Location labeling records
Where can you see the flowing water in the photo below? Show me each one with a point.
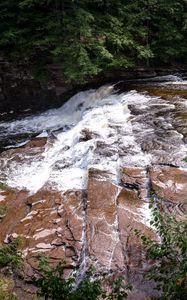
(103, 129)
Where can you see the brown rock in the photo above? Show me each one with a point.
(169, 183)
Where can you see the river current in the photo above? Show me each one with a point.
(102, 129)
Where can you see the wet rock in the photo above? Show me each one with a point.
(169, 183)
(102, 232)
(136, 179)
(36, 142)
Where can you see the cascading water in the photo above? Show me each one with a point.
(95, 129)
(88, 174)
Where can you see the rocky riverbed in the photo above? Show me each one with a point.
(77, 179)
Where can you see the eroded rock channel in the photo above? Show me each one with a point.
(78, 188)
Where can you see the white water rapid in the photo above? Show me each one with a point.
(97, 129)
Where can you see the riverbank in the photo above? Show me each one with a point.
(22, 94)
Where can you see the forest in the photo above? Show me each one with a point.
(86, 37)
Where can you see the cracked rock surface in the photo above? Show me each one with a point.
(79, 191)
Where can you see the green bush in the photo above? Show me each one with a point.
(6, 289)
(53, 285)
(10, 256)
(3, 210)
(169, 253)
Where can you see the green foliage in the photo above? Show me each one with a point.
(10, 256)
(3, 185)
(6, 289)
(169, 253)
(88, 37)
(3, 210)
(53, 285)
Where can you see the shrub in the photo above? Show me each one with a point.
(6, 289)
(169, 253)
(3, 210)
(10, 256)
(53, 285)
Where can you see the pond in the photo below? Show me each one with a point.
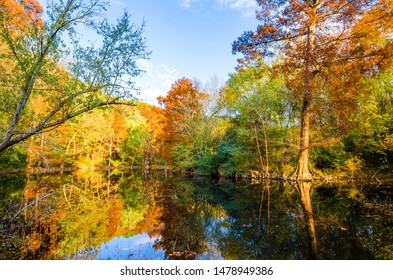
(148, 215)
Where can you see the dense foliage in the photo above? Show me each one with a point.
(323, 106)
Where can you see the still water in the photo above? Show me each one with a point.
(139, 215)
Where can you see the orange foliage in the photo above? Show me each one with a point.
(183, 103)
(114, 216)
(151, 223)
(20, 16)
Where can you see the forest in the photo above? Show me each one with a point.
(217, 169)
(312, 97)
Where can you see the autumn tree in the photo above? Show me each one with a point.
(324, 44)
(72, 79)
(183, 106)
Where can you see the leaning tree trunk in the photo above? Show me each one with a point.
(302, 172)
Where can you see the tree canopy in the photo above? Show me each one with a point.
(67, 79)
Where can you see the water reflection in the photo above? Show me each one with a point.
(139, 215)
(305, 198)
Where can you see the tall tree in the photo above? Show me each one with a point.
(73, 79)
(315, 38)
(184, 104)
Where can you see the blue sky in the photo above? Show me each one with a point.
(188, 38)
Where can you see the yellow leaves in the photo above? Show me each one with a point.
(19, 17)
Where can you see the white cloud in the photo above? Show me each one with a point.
(186, 3)
(242, 4)
(157, 80)
(118, 3)
(247, 7)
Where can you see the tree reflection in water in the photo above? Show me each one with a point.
(139, 215)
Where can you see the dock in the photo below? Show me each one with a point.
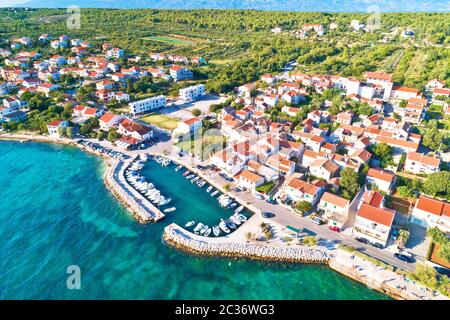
(143, 210)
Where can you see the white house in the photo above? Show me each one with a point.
(323, 168)
(54, 127)
(384, 180)
(109, 120)
(250, 180)
(431, 213)
(135, 130)
(373, 224)
(228, 162)
(419, 163)
(192, 93)
(188, 126)
(335, 209)
(299, 190)
(146, 105)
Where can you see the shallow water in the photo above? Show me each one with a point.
(55, 212)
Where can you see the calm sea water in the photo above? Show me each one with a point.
(56, 212)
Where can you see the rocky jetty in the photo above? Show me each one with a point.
(182, 239)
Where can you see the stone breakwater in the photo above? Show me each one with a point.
(140, 207)
(182, 239)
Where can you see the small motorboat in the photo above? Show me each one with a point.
(165, 202)
(238, 210)
(204, 229)
(230, 224)
(207, 232)
(198, 227)
(223, 226)
(189, 224)
(241, 217)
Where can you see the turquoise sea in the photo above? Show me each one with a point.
(56, 212)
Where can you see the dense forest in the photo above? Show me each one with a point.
(240, 46)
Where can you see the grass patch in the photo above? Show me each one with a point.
(366, 257)
(266, 187)
(170, 40)
(205, 148)
(161, 121)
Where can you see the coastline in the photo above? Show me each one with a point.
(172, 232)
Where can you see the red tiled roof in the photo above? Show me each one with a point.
(381, 216)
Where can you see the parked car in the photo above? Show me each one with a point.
(377, 245)
(404, 257)
(259, 195)
(442, 270)
(227, 178)
(362, 240)
(318, 220)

◆ **Written instruction**
Rewrite all of the data above, substituting "image" for each occurrence of "photo" and changing nothing else. Leave the pictures out of your answer.

◆ **Exercise result**
Where can you see the flowing water in the image below? Show me each one with a point.
(103, 129)
Where can you see the brown rock in the image above? Show me each one with a point.
(169, 183)
Where can you see the river current in the image above? Show me each one with a point.
(102, 129)
Where can you see the wet rock in the image above? Show me each one with a point.
(169, 183)
(102, 232)
(136, 179)
(36, 142)
Where can you see the cascading water in the image above? Show me each one with a point.
(95, 129)
(88, 174)
Where can you see the rocky riverbed in the image above? Show me each one with a point.
(77, 179)
Where can you see the eroded rock channel in the image above? Show me each one with a point.
(78, 188)
Where can you see the white water rapid in the image above? Show me each one with a point.
(97, 129)
Where can you see the riverbank in the image above? Show me each one with a point.
(22, 94)
Where can you see the forest in the image above? Show me each one with a point.
(86, 37)
Where can you see the cracked rock surface in the image above? Show me each one with a point.
(79, 191)
Where can you see the green bush in the image above? Show me each one with a point.
(6, 289)
(53, 285)
(10, 256)
(3, 210)
(169, 253)
Where can you see the green foliage in the image above? Show me each one with a point.
(10, 256)
(3, 185)
(6, 289)
(169, 253)
(88, 37)
(3, 210)
(53, 285)
Where can you see the shrub in the image above? Show me each one with a point.
(6, 289)
(169, 253)
(3, 210)
(10, 256)
(53, 285)
Where can you see the pond in the image below? Show me each one with a point.
(148, 215)
Where can you see the dense foliage in the image above? Show me each one with a point.
(323, 106)
Where can you see the still water in the image above? Show me each one with a point.
(139, 215)
Where can you see the orange foliage in the image above? Show me each one with a point.
(183, 103)
(114, 216)
(151, 223)
(20, 16)
Where can you see the forest in the image above? Show me each one with a point.
(217, 169)
(312, 97)
Where can you see the autumn tree in the image above? Show me each one with a point.
(324, 44)
(72, 79)
(183, 106)
Where can you see the leaning tree trunk in the image above? Show me each one with a point.
(302, 172)
Where can you see the tree canopy in the image above? Show me each one with a point.
(67, 79)
Where can you see the water reflection in the image above? Show me each one with a point.
(139, 215)
(305, 198)
Where can you see the tall tree in the image above? Show me each one with a point.
(73, 79)
(315, 38)
(184, 104)
Where can you see the blue sky in the image above? Show me each one with a point.
(188, 38)
Where can you see the yellow leaves in the image above? Show me each one with a point.
(19, 17)
Where can you see the white cloud in the image above? Show me each one with a point.
(186, 3)
(242, 4)
(157, 80)
(118, 3)
(247, 7)
Where can you see the tree reflection in water in the image above? Show me each one with a point.
(139, 215)
Where can you see the dock in the image below? Show me each one with a point.
(143, 210)
Where can you see the white house in the image above? Show me each one with a point.
(323, 168)
(54, 127)
(384, 180)
(109, 120)
(250, 180)
(431, 213)
(135, 130)
(373, 224)
(228, 162)
(419, 163)
(192, 93)
(188, 126)
(335, 209)
(299, 190)
(146, 105)
Where can you see the shallow water in the image above? Show me each one with a point.
(55, 212)
Where can you see the calm sea water in the image above? Show me each one with a point.
(56, 212)
Where can you see the rocky jetty in the image above? Show me each one with a point.
(182, 239)
Where can you see the stone breakwater in the image above? Show me each one with a point.
(140, 207)
(182, 239)
Where can you see the small motorboat in the image above? Show me each one with a point.
(165, 202)
(238, 210)
(204, 229)
(230, 224)
(207, 232)
(198, 227)
(223, 226)
(189, 224)
(241, 217)
Where can you see the turquoise sea in the image above? Show me each one with a point.
(56, 212)
Where can you see the dense forest in the image above? Show me each one with a point.
(240, 46)
Where can you see the grass patch in the image above? Show me each one with a point.
(366, 257)
(266, 187)
(170, 40)
(205, 148)
(161, 121)
Where can you see the coastline in the image above? Show me each one with a point.
(172, 232)
Where can you see the red tiled roof in the image above? Show me each one with a point.
(381, 216)
Where can you see the parked car in the image above? Show me each one with a point.
(377, 245)
(404, 257)
(259, 195)
(442, 270)
(227, 178)
(362, 240)
(318, 220)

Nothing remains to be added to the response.